**READING PASSAGE:**
[Start of Attachment]

Some are so fat their breast 
almost swallows their head.
All puff out their chest.
They expect a medal 
for their hustle.

  Scavenging scraps       
  from trash heaps 
  beats the flight from 
  even the meanest 
  pigeon's wings.

  One pecks at frostbite,
  another coos about
  breadcrumb feasts.
  Others brag about 
  the swagger in the sway 
  of their beaks.

  Survival in winter
  is no mean feat.
  Even the toughest 
  pigeon races to earn 
  a spot under the heat.

  Another day down;
  time to meet at the station 
  and unpack tales of close calls
  with wind gusts and stray dogs.

  In the bosom of the lamp
  humans are only guests, 
  ambling in and out to relieve 
  their frozen feet and heads 
  before the ride pulls them away; 

  For a pigeon it's the same.
  An oasis to rest from flying 
  and defrost your achy wings.


----------



## PrisonerOfPrey (Feb 16, 2011)

S3 still reads choppy to me still, I feel like it needs a few more syllables. And I think that S5 can be ommited entirely. Other then those two crits though, I like this very much. I really like what you did with S4 and S6!


----------



## Nick (Feb 17, 2011)

I see others have had trouble with the enjambment in the old fourth stanza, but Edge I see it as a good representation of the behaviour of the pigeon itself. Impulsive, jumpy and without direction. Though of course the stanza doesn't have this as a negative problem, the enjambment helps shows how a pigeon takes two steps forward, spins, then continues the other way. I don't think you need to get rid of it if you highlight this in the language.


----------

[End of Attachment]

Stored items
[Start of Attachment]

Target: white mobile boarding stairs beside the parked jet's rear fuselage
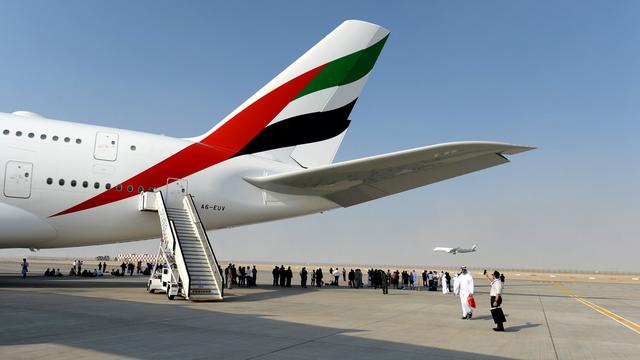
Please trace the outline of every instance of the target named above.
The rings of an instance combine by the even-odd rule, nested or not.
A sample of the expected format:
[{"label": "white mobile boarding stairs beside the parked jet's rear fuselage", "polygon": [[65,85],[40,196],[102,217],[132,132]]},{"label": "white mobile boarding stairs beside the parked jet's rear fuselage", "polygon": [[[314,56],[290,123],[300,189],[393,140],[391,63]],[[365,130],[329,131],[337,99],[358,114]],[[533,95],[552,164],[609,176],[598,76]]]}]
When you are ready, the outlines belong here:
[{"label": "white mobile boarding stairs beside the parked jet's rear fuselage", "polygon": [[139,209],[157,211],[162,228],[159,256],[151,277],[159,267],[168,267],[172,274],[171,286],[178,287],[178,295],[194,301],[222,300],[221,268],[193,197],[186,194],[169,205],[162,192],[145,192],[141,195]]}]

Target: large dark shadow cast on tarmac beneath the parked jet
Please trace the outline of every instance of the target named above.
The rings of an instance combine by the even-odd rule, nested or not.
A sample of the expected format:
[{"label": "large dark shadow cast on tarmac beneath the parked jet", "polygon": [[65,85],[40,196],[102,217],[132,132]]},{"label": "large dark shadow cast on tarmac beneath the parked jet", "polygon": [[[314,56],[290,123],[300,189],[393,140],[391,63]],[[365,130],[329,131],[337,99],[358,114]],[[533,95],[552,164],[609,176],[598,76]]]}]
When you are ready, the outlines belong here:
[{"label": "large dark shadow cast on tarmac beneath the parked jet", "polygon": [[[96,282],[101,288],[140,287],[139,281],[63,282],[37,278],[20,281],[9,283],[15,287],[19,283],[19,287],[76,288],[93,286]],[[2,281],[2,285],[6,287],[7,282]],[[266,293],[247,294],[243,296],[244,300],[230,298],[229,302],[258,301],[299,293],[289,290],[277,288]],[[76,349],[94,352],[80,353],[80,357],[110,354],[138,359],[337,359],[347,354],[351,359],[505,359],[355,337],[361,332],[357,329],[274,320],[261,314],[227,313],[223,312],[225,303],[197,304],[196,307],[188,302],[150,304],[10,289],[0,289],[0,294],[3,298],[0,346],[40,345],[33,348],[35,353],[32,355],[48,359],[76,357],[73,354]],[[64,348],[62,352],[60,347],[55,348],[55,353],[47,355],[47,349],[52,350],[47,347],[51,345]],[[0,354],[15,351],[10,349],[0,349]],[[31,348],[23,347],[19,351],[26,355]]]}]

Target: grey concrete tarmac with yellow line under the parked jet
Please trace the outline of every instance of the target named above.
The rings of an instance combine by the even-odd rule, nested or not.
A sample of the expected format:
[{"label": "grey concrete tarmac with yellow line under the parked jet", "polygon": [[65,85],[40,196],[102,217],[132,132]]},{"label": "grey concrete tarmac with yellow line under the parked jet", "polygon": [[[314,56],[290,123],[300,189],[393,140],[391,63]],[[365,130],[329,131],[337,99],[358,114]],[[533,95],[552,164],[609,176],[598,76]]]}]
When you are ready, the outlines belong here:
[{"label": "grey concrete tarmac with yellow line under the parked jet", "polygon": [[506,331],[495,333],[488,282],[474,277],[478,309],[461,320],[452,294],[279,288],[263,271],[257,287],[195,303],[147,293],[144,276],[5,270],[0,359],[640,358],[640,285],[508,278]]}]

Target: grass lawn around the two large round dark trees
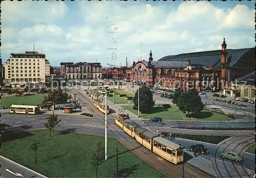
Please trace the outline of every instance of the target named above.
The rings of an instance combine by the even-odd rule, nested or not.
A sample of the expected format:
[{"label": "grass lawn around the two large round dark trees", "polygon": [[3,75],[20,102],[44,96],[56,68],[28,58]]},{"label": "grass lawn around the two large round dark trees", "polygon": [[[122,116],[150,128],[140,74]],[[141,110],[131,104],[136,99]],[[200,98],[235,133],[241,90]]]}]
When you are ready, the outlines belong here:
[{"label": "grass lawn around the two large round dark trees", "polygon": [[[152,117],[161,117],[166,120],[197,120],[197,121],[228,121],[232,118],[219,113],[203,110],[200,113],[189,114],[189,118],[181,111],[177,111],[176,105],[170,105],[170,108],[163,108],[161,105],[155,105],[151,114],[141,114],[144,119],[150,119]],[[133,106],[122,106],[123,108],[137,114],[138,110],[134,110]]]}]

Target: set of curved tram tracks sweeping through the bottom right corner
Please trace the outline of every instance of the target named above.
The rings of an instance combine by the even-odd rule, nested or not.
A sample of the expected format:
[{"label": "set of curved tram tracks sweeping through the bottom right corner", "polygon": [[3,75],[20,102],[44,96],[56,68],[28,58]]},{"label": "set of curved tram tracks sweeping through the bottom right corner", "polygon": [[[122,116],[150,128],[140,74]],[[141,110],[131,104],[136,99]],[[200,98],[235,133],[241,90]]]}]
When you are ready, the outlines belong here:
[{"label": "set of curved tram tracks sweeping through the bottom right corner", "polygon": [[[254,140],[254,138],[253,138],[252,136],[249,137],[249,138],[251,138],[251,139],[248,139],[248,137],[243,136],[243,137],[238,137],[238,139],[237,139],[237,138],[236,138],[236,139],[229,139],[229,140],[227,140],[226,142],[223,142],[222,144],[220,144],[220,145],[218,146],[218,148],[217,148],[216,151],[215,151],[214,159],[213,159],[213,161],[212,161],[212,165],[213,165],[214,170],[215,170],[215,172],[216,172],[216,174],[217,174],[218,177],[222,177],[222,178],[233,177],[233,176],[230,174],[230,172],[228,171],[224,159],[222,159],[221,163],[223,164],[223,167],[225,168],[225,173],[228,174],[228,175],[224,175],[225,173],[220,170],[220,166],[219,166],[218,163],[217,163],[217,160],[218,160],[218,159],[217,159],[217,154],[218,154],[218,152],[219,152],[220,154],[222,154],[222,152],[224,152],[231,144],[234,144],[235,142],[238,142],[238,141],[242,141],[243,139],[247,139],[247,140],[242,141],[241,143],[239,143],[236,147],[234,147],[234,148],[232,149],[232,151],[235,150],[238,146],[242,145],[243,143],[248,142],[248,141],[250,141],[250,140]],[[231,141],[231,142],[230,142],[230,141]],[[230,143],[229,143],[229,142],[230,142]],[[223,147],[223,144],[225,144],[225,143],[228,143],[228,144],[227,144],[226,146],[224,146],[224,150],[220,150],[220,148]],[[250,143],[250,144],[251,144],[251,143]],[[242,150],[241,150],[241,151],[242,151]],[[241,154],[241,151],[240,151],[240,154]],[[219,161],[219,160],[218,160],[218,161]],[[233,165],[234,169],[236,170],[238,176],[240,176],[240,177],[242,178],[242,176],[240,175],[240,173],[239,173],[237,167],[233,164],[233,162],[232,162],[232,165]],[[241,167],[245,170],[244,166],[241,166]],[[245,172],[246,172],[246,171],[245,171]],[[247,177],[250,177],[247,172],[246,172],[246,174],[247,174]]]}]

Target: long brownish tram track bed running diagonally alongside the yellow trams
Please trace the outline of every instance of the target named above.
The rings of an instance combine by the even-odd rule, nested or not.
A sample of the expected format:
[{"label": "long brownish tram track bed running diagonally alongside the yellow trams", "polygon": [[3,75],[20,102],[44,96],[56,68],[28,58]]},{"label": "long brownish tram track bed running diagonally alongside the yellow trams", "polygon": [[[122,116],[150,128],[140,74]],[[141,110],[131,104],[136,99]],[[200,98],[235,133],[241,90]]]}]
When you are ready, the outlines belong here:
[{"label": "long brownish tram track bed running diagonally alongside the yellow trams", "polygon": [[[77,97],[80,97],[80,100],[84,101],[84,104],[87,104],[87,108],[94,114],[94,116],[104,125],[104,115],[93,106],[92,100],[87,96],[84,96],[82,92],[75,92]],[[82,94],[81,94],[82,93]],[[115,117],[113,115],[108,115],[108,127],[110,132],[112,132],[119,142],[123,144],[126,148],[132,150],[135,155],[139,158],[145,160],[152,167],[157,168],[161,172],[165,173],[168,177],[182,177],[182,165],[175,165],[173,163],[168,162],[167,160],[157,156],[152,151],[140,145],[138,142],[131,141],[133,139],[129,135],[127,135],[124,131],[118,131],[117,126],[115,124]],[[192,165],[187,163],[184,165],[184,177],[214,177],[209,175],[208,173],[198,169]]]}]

[End of Attachment]
[Start of Attachment]

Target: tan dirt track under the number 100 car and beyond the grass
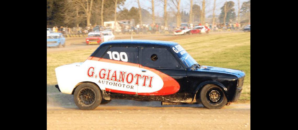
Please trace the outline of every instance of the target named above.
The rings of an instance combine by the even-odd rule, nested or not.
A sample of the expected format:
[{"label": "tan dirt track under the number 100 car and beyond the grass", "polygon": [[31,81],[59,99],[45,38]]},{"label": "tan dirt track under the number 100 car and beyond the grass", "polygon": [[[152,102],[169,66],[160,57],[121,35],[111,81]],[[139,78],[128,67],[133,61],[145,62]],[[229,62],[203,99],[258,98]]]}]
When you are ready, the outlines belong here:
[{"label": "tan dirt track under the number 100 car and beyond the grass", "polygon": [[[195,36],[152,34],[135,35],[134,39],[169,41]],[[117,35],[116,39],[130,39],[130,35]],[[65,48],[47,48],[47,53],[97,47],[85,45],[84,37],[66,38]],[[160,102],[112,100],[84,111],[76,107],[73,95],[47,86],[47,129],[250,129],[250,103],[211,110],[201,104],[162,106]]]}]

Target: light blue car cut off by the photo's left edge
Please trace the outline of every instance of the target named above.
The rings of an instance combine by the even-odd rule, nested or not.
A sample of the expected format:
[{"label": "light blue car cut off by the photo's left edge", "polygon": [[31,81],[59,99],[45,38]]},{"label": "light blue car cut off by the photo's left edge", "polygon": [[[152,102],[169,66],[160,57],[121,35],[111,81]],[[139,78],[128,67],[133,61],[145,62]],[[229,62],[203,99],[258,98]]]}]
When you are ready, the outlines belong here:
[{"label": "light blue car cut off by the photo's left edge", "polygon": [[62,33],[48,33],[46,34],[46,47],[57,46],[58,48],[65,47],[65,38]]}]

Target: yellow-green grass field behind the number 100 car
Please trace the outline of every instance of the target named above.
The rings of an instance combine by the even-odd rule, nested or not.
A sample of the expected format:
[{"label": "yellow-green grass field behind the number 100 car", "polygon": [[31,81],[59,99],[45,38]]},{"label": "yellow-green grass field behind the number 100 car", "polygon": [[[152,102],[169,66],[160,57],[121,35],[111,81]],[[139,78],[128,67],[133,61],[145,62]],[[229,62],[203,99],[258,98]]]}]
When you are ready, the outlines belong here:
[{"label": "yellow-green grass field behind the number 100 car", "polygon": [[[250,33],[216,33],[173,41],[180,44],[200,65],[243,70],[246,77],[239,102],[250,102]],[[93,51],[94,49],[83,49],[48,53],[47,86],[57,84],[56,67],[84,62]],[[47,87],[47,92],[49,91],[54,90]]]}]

[End of Attachment]
[Start of Attachment]

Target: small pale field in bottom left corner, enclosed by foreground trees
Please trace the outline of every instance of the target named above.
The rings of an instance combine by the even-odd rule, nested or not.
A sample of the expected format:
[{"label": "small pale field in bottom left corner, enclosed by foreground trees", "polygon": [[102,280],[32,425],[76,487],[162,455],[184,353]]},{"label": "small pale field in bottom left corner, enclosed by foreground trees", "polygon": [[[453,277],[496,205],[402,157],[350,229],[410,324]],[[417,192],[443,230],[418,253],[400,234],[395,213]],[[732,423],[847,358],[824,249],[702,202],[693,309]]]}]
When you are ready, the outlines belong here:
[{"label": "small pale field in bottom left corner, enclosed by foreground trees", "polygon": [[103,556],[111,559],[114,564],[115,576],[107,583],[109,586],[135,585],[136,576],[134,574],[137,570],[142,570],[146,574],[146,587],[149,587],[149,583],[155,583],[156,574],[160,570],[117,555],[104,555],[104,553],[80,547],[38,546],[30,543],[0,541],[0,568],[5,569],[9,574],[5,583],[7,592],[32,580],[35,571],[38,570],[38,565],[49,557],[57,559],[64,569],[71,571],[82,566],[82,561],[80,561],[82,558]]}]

[End of Attachment]

**REQUIRED ACTION 1:** Do these statements agree with the pigeon poem thread? Answer yes or no for each, quoting the deciding words. (a) PrisonerOfPrey thinks S5 could be dropped altogether. (b) Nick recommends removing the enjambment in the old fourth stanza. (c) In the poem, the pigeons gather at the station once the day is over.
**REQUIRED ACTION 2:** Reproduce word for word the part of the pigeon poem thread that opens with the words containing "In the bosom" and closes with "it's the same.".

**TASK ANSWER 1:**
(a) Yes: "And I think that S5 can be ommited entirely."
(b) No: "I don't think you need to get rid of it if you highlight this in the language."
(c) Yes: "time to meet at the station"

**TASK ANSWER 2:**
In the bosom of the lamp
  humans are only guests, 
  ambling in and out to relieve 
  their frozen feet and heads 
  before the ride pulls them away; 

  For a pigeon it's the same.